I hadn't seen an image of James Gosling with white hair. Felt the sudden weight of the years. Then when he mentioned he worked on the Pascal compiler, and I realized that he was just a student when Nicklaus Wirth was already a legendary computer scientist.
“[…] a friend of mine told me that because of his work in early development of Gosling Emacs, he had permission from Gosling in a message he had been sent to distribute his version of that. Gosling originally had set up his Emacs and distributed it free and gotten many people to help develop it, under the expectation based on Gosling’s own words in his own manual that he was going to follow the same spirit that I started with the original Emacs. Then he stabbed everyone in the back by putting copyrights on it, making people promise not to redistribute it and then selling it to a software-house. My later dealings with him personally showed that he was every bit as cowardly and despicable as you would expect from that history.”
— Richard Stallman, lecture at KTH (Sweden), 30 October 1986
James Gosling has contributed more to humanity than the overwhelming majority of people who have ever lived. I think he deserves better than this narrow, one-sided libel.
> James Gosling has contributed more to humanity than the overwhelming majority of people who have ever lived.
Not more than stallman though. Nowhere close to stallman.
> I think he deserves better than this narrow, one-sided libel.
Richard Stallman has contributed more to humanity than the overwhelming majority of people who have ever lived - including gosling. I think he deserves better than this narrow, one-sided libel. See how that goes. Or how about we let people have their say? Regardless of how much they contributed to humanity.
RMS is very critical of things and as much as I have great respect for him I cant just take his side without all the facts. I dont even know a single person paying for emacs today either way. Seems like an old beef thats dead as dead can be considering GNU Emacs seems to have won out. Unless you are Walter Bright, you do you sir, you are awesome! I guess same with Linus who uses Micro Emacs if I remember correctly.

- **DIRECTIONS**:
1. Can you sum up the discussion about James Gosling in two sentences?
2. Could you write the next part of the discussion about James Gosling, picking up after its final comment?

- **Entries from a pointing dataset**:
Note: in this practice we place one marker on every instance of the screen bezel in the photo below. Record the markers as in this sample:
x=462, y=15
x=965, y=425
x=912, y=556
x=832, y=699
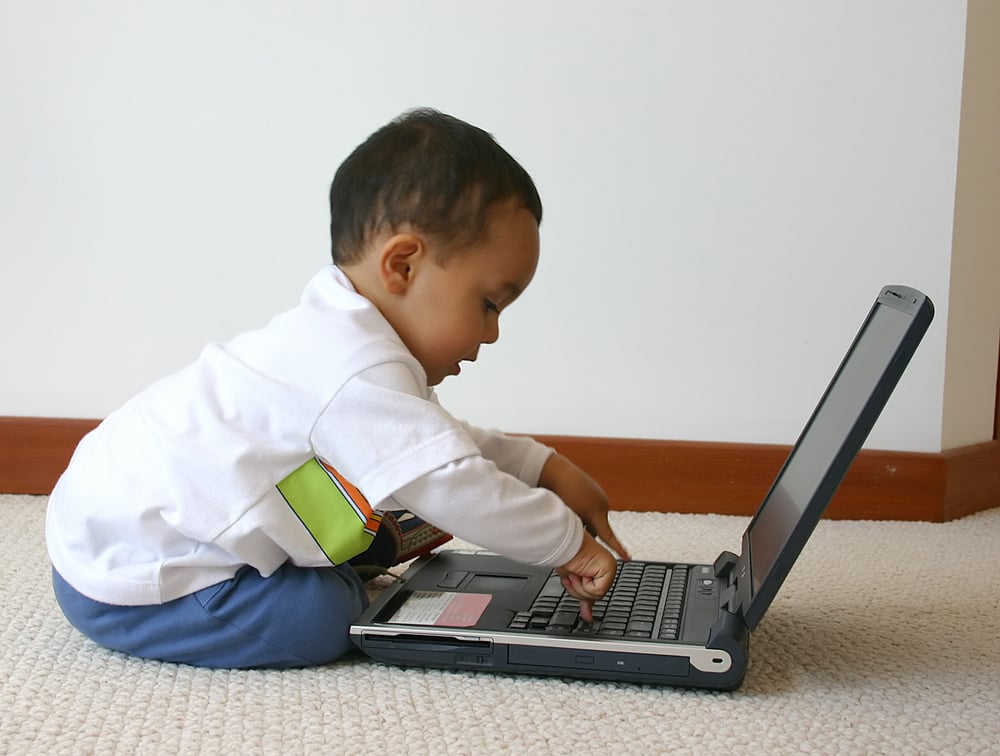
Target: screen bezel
x=752, y=604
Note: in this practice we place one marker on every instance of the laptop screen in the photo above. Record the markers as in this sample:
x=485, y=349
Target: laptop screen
x=831, y=439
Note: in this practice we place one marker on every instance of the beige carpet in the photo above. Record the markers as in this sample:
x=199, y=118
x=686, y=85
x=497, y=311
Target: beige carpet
x=884, y=639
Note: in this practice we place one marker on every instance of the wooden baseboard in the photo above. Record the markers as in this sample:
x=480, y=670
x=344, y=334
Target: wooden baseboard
x=660, y=476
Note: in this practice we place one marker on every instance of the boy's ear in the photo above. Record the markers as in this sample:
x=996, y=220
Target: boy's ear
x=397, y=261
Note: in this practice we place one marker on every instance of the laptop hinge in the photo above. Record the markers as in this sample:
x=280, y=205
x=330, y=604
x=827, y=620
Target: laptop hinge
x=725, y=570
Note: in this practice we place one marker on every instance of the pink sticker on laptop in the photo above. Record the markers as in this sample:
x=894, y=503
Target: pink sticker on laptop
x=443, y=609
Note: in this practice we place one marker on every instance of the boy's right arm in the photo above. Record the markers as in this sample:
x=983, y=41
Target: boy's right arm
x=588, y=575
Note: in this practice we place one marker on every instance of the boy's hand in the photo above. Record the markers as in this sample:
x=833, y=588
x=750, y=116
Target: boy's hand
x=581, y=493
x=588, y=575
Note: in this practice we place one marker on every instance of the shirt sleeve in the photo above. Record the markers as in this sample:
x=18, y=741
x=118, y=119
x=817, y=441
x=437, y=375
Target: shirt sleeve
x=474, y=500
x=385, y=432
x=520, y=456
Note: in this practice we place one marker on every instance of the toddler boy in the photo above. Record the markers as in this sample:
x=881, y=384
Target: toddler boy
x=214, y=518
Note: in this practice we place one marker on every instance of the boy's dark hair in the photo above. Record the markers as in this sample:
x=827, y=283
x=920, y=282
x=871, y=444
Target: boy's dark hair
x=427, y=169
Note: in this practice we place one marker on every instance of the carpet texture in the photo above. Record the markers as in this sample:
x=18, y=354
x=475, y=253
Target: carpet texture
x=883, y=640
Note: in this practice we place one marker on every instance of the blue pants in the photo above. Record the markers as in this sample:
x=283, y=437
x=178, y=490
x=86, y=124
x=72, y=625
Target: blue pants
x=297, y=617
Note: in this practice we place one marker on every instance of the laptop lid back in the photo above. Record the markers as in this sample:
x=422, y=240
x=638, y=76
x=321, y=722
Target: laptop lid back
x=824, y=451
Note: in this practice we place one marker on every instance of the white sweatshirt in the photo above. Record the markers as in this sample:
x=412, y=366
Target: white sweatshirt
x=176, y=490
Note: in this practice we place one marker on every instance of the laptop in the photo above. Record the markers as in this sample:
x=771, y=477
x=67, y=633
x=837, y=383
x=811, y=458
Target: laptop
x=662, y=622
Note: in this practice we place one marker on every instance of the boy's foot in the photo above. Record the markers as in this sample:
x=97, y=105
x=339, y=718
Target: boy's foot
x=402, y=536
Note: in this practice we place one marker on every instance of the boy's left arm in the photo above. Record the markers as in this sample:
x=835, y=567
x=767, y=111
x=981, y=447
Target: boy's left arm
x=583, y=495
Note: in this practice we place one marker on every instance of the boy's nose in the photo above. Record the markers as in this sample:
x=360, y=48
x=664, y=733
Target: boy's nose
x=492, y=333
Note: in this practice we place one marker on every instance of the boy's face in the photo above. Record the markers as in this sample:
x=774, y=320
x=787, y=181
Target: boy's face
x=450, y=310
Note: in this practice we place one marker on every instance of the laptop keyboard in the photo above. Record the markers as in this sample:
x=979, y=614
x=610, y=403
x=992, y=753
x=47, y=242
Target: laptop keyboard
x=631, y=609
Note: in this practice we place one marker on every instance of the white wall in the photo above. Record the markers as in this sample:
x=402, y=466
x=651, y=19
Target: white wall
x=726, y=187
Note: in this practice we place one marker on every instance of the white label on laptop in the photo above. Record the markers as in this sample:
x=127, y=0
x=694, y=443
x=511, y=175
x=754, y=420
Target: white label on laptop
x=440, y=608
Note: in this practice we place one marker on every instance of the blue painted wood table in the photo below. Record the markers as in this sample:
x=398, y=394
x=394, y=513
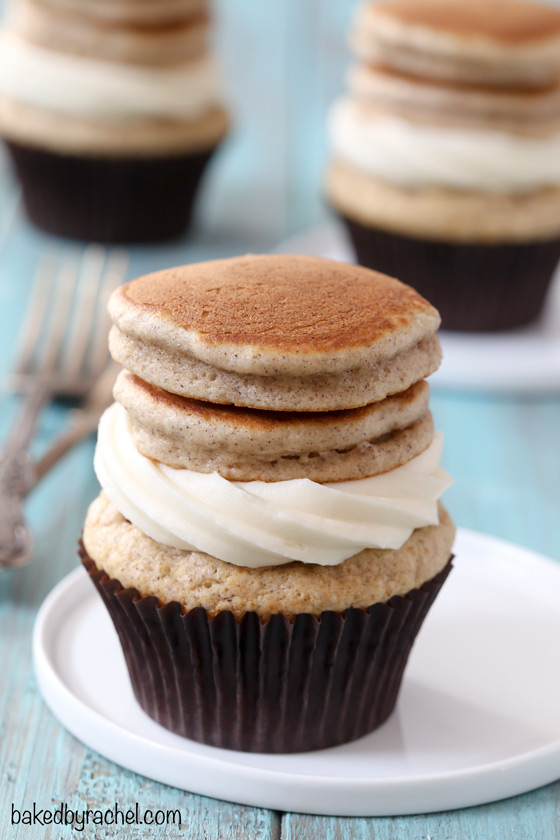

- **ANSWERS**:
1. A commenter, feeling the weight of the years on seeing James Gosling with white hair, notes that Gosling worked on the Pascal compiler as a student when Nicklaus Wirth was already a legendary computer scientist. A 1986 Richard Stallman quote follows, accusing Gosling of stabbing everyone in the back by copyrighting his Emacs and selling it to a software house; replies argue over whether the quote is a one-sided libel, and one commenter calls it an old beef that is dead now that GNU Emacs seems to have won out.

2.
I always wanted to get more into emacs but I spend more time fighting the setup to bother anymore. I love Spacemacs but I am leaning more towards Neovim + Spacevim since its pretty damn nice.
>Is the host going to a funeral after recording the podcast with no time to change?
I've seen your comment go from heavily downvoted (I didn't downvote it) -- to upvoted.
To me, your comment seems mean-spirited and detracts from anything else positive that can be said about the actual content of the interview.
Personally, it didn't occur to me to be bothered by the business suit. For others that agree with gp's funeral comment and upvoted it, can you explain what bugs you about the outfit?
Is the attire signaling pretension?!? If you weren't aware, some of his other videos show how insecure he is with his place in life and how his accomplishments don't compare to those he admires. He's not a pretentious guy. The business suit just seems like a consistent "visual identity" since he goes on the road for interviews. He doesn't have a full studio and the "star power" to attract guests to his home location.
EDIT to reply: "> I was always taught it was disrespectful to wear a black tie because it's reserved for people grieving."
Interesting. I've been to several Catholic/Protestant/Jewish funerals and have never heard of that etiquette rule. I've also seen non-grieving people wear black colored ties to business meetings and formal dinners. Some like the "Men in Black" look.
Not the suit - the tie. I was always taught it was disrespectful to wear a black tie because it's reserved for people grieving. Different communities are different though I guess. And maybe he's grieving in some regard, I suppose.
clearly the talk show format of 10 minutes with a guest with a few commercials interspersed in is very far from ideal, but just as far from ideal is 1h51m with a guest.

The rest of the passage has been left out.